**Soal yang Diberikan**
Menurut kutipan teks tentang pengertian Islam, apa saja arti Islam berdasarkan akar katanya dalam bahasa Arab?

**Kutipan Teks**
○ ○ ○ ○

PENGERTIAN
ISLAM
Pertanyaan ini
menjadi penting untuk dijawab bukan saja untuk meluruskan berbagai pemahaman
tentang Islam yang selama ini salah, keliru atau kurang sempurna, tapi juga
untuk membangun komitmen ke-Islaman yang lebih utuh dalam kehidupan sehari-hari
kita. Yang terjadi selama ini bukan saja adanya kesenjangan antara pemahaman
Islam generasi sekarang dengan pemahaman
generasi sahabat Rasulullah saw tentang Islam, tapi juga ada kesenjangan antara
Islam yang kita yakini sebagai “agama atau jalan hidup” dengan perilaku
sehari-hari kita sebagai “kenyataan hidup.”
Dari akar katanya
dalam bahasa Arab, Islam mempunyai arti-arti berikut: ketundukan, penyerahan diri,
keselamatan, kedamaian, kesejahteraan. Makna ketundukan dan penyerahan
diri kita temukan, misalnya, dalam ayat ini:
“Maka apakah
mereka mencari agama yang lain dari agama Allah, padahal kepada-Nyalah tunduk (menyerahkan diri) segala apa
yang di langit dan di bumi, baik dengan suka maupun terpaksa dan hanya kepada
Allah lah mereka dikembalikan.” (QS: 3: 83)
Makna keselamatan kita temukan, misalnya, dalam ayat ini :
“….Dengan kitab
itulah Allah menunjuki orang-orang yang mengikuti keredhaan-Nya ke jalan
keselamatan, dan (dengan kitab itu pula) Allah mengeluarkan orang-orang itu
dari kegelapan menuju cahaya yang terang benderang dengan seizin-Nya, dan
menunjuki mereka ke jalan yang lurus.” (QS: 5: 15-16)
Makna kedamaian kita temukan, misalnya, dalam ayat ini :
“Dan jika mereka condong kepada perdamaian,
maka condonglah kepadanya, dan bertakwalah kepada Allah. Sesungguhnya Dia Yang
Maha Mendengar lagi Maha Mengetahui.” (QS: 8: 61)
Makna kesejahteraan kita temukan, misalnya, dalam ayat ini:
“Doa
mereka di dalamnya ialah: “Subhanakallahumma” (Maha Suci Allah yang telah
menciptakan semua itu tidak dengan percuma, melainkan dengan penuh hikmah), dan
salam penghormatan mereka ialah: “Salam” (kesejahteraan
dan kesentosaan). Doa penutup mereka ialah “Alhamdulillahi Rabbil
‘Alamin”(segala puji bagi Allah Tuhan semesta alam).” (QS: 10: 10).

○ ○ ○ ○

Entri data hasil ekstraksi
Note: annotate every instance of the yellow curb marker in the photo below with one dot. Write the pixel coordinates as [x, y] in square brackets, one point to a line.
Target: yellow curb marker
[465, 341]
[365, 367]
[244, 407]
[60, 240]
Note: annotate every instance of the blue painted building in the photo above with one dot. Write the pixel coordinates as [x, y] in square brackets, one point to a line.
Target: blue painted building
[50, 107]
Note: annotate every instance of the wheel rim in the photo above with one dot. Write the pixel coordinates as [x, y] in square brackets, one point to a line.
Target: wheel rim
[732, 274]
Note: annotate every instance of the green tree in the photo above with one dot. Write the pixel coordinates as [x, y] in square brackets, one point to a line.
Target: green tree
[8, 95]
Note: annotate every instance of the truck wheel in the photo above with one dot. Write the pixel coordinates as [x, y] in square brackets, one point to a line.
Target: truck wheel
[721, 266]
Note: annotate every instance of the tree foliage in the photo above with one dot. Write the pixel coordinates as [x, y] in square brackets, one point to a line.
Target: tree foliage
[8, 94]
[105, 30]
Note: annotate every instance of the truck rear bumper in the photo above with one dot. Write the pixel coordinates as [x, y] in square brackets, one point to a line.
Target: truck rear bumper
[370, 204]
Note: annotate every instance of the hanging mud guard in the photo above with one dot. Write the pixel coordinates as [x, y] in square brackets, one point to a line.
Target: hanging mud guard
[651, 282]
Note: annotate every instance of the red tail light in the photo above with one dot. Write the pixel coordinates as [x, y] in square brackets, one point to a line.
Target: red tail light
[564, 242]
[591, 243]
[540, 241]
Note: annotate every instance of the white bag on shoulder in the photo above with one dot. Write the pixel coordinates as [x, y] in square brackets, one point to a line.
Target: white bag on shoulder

○ ○ ○ ○

**Jawaban Soal**
Arti Islam dari akar katanya adalah ketundukan, penyerahan diri, keselamatan, kedamaian, dan kesejahteraan.